▶ _Supplied data_
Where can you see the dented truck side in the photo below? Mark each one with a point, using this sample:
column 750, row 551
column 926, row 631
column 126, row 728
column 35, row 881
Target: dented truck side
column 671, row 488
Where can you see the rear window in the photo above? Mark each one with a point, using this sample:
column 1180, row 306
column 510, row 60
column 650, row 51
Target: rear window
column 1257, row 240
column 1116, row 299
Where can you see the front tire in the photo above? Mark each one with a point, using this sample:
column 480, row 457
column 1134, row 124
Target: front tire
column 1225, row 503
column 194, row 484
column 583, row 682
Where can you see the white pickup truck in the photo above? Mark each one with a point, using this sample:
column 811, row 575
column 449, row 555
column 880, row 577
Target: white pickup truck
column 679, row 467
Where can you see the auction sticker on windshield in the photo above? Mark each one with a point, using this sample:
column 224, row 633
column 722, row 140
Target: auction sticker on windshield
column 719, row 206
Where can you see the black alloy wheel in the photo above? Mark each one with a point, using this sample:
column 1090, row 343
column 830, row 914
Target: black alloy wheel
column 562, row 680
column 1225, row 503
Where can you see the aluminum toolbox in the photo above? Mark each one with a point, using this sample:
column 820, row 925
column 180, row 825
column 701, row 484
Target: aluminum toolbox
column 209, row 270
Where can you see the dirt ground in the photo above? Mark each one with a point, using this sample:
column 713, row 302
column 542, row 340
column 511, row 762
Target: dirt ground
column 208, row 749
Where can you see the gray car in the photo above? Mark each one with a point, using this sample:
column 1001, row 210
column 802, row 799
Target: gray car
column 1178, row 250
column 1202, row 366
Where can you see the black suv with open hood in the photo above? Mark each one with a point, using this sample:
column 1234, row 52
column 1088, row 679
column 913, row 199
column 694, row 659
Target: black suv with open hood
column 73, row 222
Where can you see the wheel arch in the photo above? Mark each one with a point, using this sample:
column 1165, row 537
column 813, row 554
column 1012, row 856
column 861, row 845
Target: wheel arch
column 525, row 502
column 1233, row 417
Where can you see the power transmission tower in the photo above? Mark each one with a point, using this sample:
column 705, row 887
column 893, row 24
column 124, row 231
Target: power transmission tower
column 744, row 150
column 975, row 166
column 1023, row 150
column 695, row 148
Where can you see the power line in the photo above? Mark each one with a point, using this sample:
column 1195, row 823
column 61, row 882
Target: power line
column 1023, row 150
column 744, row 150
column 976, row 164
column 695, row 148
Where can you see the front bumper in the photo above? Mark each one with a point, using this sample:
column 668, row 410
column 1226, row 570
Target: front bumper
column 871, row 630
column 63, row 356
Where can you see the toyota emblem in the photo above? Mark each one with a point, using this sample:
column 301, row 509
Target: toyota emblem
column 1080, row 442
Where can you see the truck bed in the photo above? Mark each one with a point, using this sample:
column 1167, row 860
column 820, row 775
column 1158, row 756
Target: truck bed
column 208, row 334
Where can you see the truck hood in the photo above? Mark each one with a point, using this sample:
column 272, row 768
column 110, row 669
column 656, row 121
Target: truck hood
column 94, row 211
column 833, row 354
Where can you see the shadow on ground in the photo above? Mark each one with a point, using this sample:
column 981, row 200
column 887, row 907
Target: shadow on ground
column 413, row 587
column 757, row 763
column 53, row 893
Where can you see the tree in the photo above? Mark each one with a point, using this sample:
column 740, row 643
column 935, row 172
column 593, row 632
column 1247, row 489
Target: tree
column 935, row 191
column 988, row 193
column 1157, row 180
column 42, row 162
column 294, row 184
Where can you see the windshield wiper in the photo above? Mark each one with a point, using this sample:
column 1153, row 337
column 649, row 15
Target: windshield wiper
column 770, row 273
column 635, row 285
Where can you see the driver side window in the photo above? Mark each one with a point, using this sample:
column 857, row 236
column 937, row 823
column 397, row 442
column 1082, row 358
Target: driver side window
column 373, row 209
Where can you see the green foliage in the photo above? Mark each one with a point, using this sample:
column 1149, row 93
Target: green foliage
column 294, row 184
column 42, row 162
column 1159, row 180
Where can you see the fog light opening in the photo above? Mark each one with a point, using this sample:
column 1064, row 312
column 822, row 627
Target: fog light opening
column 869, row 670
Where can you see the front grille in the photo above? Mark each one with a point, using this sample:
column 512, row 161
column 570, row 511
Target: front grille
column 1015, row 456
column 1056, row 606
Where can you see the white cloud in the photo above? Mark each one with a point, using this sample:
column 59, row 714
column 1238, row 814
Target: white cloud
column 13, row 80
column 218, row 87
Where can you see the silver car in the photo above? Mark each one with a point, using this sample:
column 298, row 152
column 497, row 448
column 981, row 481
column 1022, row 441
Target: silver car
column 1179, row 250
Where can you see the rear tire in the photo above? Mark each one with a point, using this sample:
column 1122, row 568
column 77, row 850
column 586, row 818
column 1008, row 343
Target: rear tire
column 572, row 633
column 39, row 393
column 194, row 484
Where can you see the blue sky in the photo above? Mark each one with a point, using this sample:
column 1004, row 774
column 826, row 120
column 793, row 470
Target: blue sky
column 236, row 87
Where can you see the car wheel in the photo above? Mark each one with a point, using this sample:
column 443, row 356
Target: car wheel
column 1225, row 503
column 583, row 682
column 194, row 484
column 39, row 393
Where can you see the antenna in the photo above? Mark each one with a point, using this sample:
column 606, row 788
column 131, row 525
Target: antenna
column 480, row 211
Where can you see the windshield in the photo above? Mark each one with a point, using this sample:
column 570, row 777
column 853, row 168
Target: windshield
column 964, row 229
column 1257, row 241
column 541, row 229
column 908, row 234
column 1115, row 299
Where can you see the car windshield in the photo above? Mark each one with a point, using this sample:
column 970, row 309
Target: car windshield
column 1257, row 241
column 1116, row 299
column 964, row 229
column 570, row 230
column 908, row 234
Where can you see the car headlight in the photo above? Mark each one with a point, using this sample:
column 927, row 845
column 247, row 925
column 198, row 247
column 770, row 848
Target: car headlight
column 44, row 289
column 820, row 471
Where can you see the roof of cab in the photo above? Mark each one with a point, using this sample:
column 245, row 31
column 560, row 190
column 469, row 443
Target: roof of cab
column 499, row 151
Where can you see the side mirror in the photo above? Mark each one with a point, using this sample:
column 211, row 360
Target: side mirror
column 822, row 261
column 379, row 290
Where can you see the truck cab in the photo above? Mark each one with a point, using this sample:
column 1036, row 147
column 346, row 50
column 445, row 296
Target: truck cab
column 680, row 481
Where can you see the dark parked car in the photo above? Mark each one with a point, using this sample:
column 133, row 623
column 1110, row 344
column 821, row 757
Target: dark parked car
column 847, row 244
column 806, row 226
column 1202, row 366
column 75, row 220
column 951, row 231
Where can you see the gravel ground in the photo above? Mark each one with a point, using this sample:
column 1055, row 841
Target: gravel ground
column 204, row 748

▶ _Exercise_
Output every line above without altering anything.

▶ _Worked answer_
Where can you see the dented truck side in the photo below? Mark each one with a point, using this sample:
column 750, row 551
column 926, row 631
column 126, row 728
column 35, row 881
Target: dented truck side
column 671, row 488
Where can you see the rear window in the photo above? Mark each one with a point, using this sample:
column 1180, row 306
column 510, row 60
column 650, row 51
Target: rear window
column 1257, row 240
column 1116, row 299
Where can you see the front tire in the photo above? Mark each one with a point, using this sample:
column 480, row 457
column 1134, row 124
Target: front tire
column 1225, row 503
column 194, row 484
column 583, row 682
Where can you see the white pickup truck in the photo above? Mark each one with a point, using this sample:
column 811, row 575
column 449, row 555
column 880, row 577
Target: white pickup truck
column 679, row 467
Where can you see the auction sticker on windshield in the photo above? Mark each one with a point, using this sample:
column 224, row 633
column 722, row 140
Target: auction sticker on windshield
column 719, row 206
Where can you see the black alloy wheel in the photo above? Mark each one with a point, using this sample:
column 1090, row 343
column 830, row 914
Target: black alloy wheel
column 562, row 680
column 1225, row 503
Where can you see the aluminum toolbox in the photo above? Mark each one with a point, using this sample:
column 820, row 925
column 180, row 825
column 701, row 484
Target: aluminum toolbox
column 209, row 270
Where can you see the dirt ground in the photo above? Mark each one with a point, using this sample:
column 713, row 302
column 542, row 340
column 511, row 762
Target: dirt ground
column 208, row 749
Where can you see the gray car in the photo above? Mark each one with a point, using this sample:
column 1001, row 210
column 802, row 799
Target: gray car
column 1178, row 250
column 1202, row 366
Where can you see the black suv with open hood in the photo above? Mark each one with a point, using this sample:
column 1234, row 52
column 1088, row 679
column 913, row 199
column 694, row 659
Target: black suv with open hood
column 73, row 222
Where can you see the wheel arch in the photo above? Mark each one with a point, using this sample:
column 1165, row 537
column 813, row 554
column 1012, row 856
column 861, row 845
Target: wheel arch
column 525, row 502
column 1233, row 417
Where can you see the power transmission tower in the photo above? Mark each one with a point, using this sample:
column 705, row 887
column 893, row 24
column 124, row 231
Target: power transmission tower
column 744, row 150
column 975, row 166
column 1023, row 150
column 695, row 148
Where can you see the power line in the photo above? Mark each one with a point, using this sample:
column 1195, row 823
column 61, row 882
Target: power line
column 1023, row 150
column 744, row 150
column 976, row 164
column 695, row 148
Where can you see the front bumper in the photo above? Mark each one with a point, using this sample:
column 668, row 410
column 1226, row 570
Target: front bumper
column 871, row 630
column 63, row 356
Where can you see the toyota emblem in the photo above? Mark each one with a point, using this sample:
column 301, row 509
Target: toyota emblem
column 1080, row 442
Where can you see the truck bed in the photo above? Mark each one with a point, using this sample:
column 1167, row 860
column 820, row 775
column 1158, row 756
Target: truck bed
column 208, row 334
Where can you see the truck hood in the photo above? Mark each one with a point, using this sample:
column 272, row 768
column 110, row 669
column 656, row 121
Target: truck hood
column 94, row 211
column 833, row 354
Where can you see the shadow on ground in the photo above? Mark each one with a point, using this sample:
column 981, row 200
column 887, row 907
Target: shadow on ground
column 413, row 587
column 757, row 763
column 53, row 893
Where can you see the tree in the photo above? Mark each one with a point, using this sample:
column 740, row 643
column 935, row 172
column 593, row 632
column 1247, row 489
Target: tree
column 935, row 191
column 988, row 193
column 1157, row 180
column 42, row 162
column 294, row 184
Where can you see the windshield wiper in the photo above? Mark each one with a point, using this sample:
column 1153, row 337
column 649, row 15
Target: windshield wiper
column 770, row 273
column 635, row 285
Where can you see the driver side window in the photo above? Mark each one with a point, using this sample:
column 857, row 236
column 937, row 823
column 397, row 442
column 1082, row 358
Target: driver side window
column 373, row 209
Where can you see the green foliage in the photo above? Mark each one with a point, using this sample:
column 1149, row 93
Target: green foliage
column 294, row 184
column 42, row 162
column 1159, row 180
Where can you see the fog light opening in the photo above? Mark each one with a point, using this sample:
column 1064, row 312
column 822, row 627
Target: fog light opening
column 869, row 670
Where can you see the front grille in the photo above? Mark each one with a point, using this sample:
column 512, row 161
column 570, row 511
Target: front grille
column 1015, row 456
column 1056, row 606
Where can you see the white cloud in the photo above? Mark each one with a point, using this sample:
column 59, row 714
column 1238, row 814
Target: white cloud
column 13, row 80
column 218, row 87
Where can you see the silver car in the photo above? Mark each one with a point, using this sample:
column 298, row 152
column 497, row 448
column 981, row 481
column 1022, row 441
Target: silver car
column 1179, row 250
Where can you see the rear tire in the photo above? Mark each one with a point, using this sample:
column 1122, row 568
column 77, row 850
column 586, row 818
column 1008, row 343
Target: rear tire
column 572, row 633
column 39, row 393
column 194, row 484
Where can you see the blue sky in the photo above? Mark each one with a point, using this sample:
column 1004, row 774
column 826, row 120
column 793, row 470
Target: blue sky
column 236, row 87
Where can you see the car wheel in the photo above? Mark each one with a point, using this sample:
column 443, row 356
Target: car wheel
column 1225, row 503
column 583, row 682
column 194, row 484
column 39, row 393
Where can you see the antenna in the photo above? Mark each one with a point, using this sample:
column 606, row 788
column 131, row 525
Target: antenna
column 480, row 211
Where can you see the windshield in the photo above? Mark each one with a point, using this sample:
column 570, row 777
column 853, row 168
Target: windshield
column 964, row 229
column 1257, row 241
column 541, row 229
column 908, row 234
column 1115, row 299
Where can you see the car windshield in the photo above? Mark each one with a point, using this sample:
column 970, row 309
Target: car windshield
column 1257, row 241
column 1116, row 299
column 964, row 229
column 570, row 230
column 908, row 234
Where can you see the car headlight in the photo above? Mark each one with a point, using this sample:
column 927, row 845
column 247, row 925
column 198, row 247
column 770, row 848
Target: car headlight
column 44, row 289
column 820, row 471
Where can you see the roof of cab in the photo above? Mark each one with a point, using this sample:
column 245, row 31
column 560, row 190
column 469, row 443
Target: roof of cab
column 499, row 151
Where can you see the side mirror in the photo above? Mark each one with a point, using this sample:
column 211, row 360
Target: side mirror
column 822, row 261
column 379, row 290
Where can you see the truck cab in the photo above? Mark each one with a point, using this sample:
column 1036, row 147
column 346, row 50
column 445, row 296
Target: truck cab
column 680, row 481
Where can you see the dark parked car in the photo above? Mark each one with a point, using this sample:
column 133, row 623
column 1110, row 344
column 821, row 757
Target: dark parked car
column 847, row 244
column 806, row 226
column 1202, row 366
column 75, row 220
column 951, row 231
Where can you see the gravel ground in the photo above? Mark each one with a point, using this sample:
column 1055, row 841
Target: gravel ground
column 204, row 748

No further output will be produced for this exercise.